The confusion increased. With the rise of the Nazis, something
‘estranging’ entered their relationship, as Jaspers put it in private notes about Heidegger written years later. Jaspers had reason to feel estranged from his friend: he was not Jewish himself, but Gertrud was. Like many others, the couple tended to be dismissive about the Nazi threat at first. They weighed the usual considerations: surely these barbarians could not stay in power long? Even for an eminent professor, it would be hard to flee the country and start again elsewhere, separated from everything that had given context to his life. Besides, leaving always meant paying punitive ‘Reich Flight’ taxes, and obtaining visas. From 1933 on, Karl and Gertrud regularly considered the possibility of escaping, but did not do it.

An awkward moment occurred when Heidegger visited Jaspers in March 1933, just before beginning the rectorship. The subject of National Socialism came up, and Heidegger said, ‘
One must get in step.’ Jaspers was too shocked to speak, and did not push him, not wanting to hear what more he might say. That June, Heidegger stayed with Jaspers again while in Heidelberg to give a rerun of his speech
on the new regime and universities. In the audience, Jaspers was struck by the ‘thunderous applause’ with which students greeted Heidegger’s words. As for himself, he wrote, ‘I sat in front at the periphery with my legs stretched out before me, my hands in my pockets, and did not budge.’ The long legs that made such an impression on Arendt now provided their own commentary on Heidegger’s speech.

- [MATERIAL]:
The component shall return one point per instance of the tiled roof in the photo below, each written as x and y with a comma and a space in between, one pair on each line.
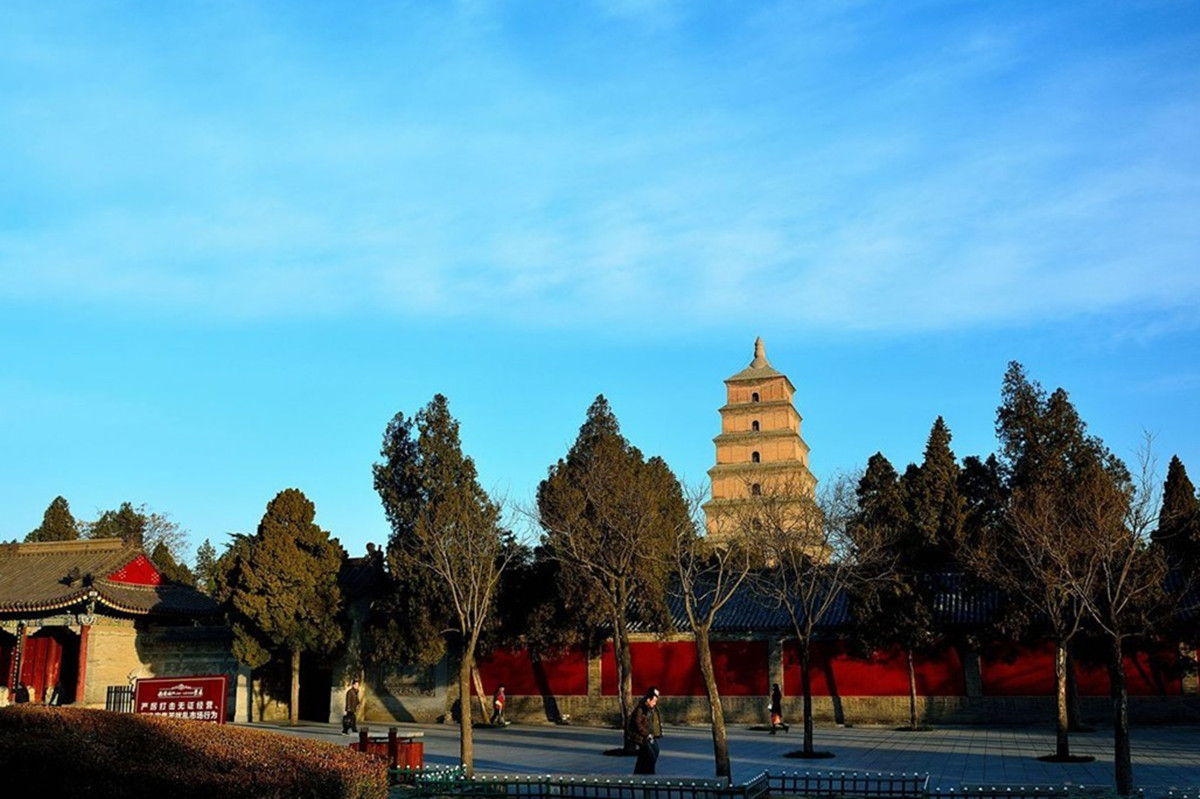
66, 575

- [TO DO]:
- a) In the passage about Jaspers and Heidegger, what did Heidegger say when National Socialism came up during his March 1933 visit?
- b) Summarize the passage about Jaspers and Heidegger in two sentences.
- c) Translate this sentence from the passage about Jaspers and Heidegger into Spanish: "Jaspers was too shocked to speak, and did not push him, not wanting to hear what more he might say."

- [THE SOLUTIONS]:
- a) He said, "One must get in step."

- b) With the rise of the Nazis, Jaspers, whose wife Gertrud was Jewish, grew estranged from Heidegger, and although the couple regularly considered escaping from 1933 on, they did not do it. Jaspers was shocked when Heidegger told him in March 1933 that "one must get in step," and that June he sat unmoved while students gave Heidegger's speech on the new regime and universities thunderous applause.

- c) Jaspers estaba demasiado conmocionado para hablar y no lo presionó, pues no quería oír qué más podría decir.